Prompt
Using the entries that follow, collect the lines where the word "slash" appears.

Saved data entries:
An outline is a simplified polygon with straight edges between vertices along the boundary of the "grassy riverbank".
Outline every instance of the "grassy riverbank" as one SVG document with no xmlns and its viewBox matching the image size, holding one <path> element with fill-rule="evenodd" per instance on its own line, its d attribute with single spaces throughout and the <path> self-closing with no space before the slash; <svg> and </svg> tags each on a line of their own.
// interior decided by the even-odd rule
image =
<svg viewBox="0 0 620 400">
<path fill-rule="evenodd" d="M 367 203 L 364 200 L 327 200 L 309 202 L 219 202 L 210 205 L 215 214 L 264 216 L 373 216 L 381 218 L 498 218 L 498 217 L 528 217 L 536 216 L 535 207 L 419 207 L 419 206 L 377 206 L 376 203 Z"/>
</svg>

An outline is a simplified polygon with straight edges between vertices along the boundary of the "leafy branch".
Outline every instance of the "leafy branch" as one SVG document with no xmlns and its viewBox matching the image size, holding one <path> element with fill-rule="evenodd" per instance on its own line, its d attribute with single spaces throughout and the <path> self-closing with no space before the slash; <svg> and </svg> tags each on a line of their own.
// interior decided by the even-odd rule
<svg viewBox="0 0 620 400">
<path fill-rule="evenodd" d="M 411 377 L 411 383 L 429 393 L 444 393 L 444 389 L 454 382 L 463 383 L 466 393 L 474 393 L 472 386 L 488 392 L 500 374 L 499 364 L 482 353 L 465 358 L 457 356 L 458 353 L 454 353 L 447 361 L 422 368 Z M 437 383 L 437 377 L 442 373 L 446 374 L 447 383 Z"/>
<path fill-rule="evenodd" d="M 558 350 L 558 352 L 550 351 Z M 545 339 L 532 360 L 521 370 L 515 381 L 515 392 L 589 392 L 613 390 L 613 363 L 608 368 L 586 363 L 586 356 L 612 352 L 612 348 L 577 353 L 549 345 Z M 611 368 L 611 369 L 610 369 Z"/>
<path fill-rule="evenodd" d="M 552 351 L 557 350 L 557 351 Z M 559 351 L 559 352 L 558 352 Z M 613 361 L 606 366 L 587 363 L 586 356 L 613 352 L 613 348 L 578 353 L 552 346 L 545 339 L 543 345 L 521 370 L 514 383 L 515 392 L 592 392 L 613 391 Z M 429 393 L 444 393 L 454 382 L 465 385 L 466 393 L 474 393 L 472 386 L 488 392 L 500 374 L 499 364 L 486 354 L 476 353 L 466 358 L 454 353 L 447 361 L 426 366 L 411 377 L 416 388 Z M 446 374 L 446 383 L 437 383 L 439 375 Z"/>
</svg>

Exercise answer
Outline every instance of the "grassy riverbank" as one SVG document with no xmlns and its viewBox matching the image size, holding one <path> element with fill-rule="evenodd" per instance on its own line, its d attribute with single spaces throughout and the <path> self-closing with no space before the slash; <svg> and </svg> tags each on a line of their own.
Outline every instance of the "leafy branch" as one SVG document with no xmlns and its viewBox matching the image size, holding one <path> element with fill-rule="evenodd" per instance on its own line, its d attribute with single spaces throughout and the <path> self-closing with no space before the slash; <svg> and </svg> tags each on a line of their own.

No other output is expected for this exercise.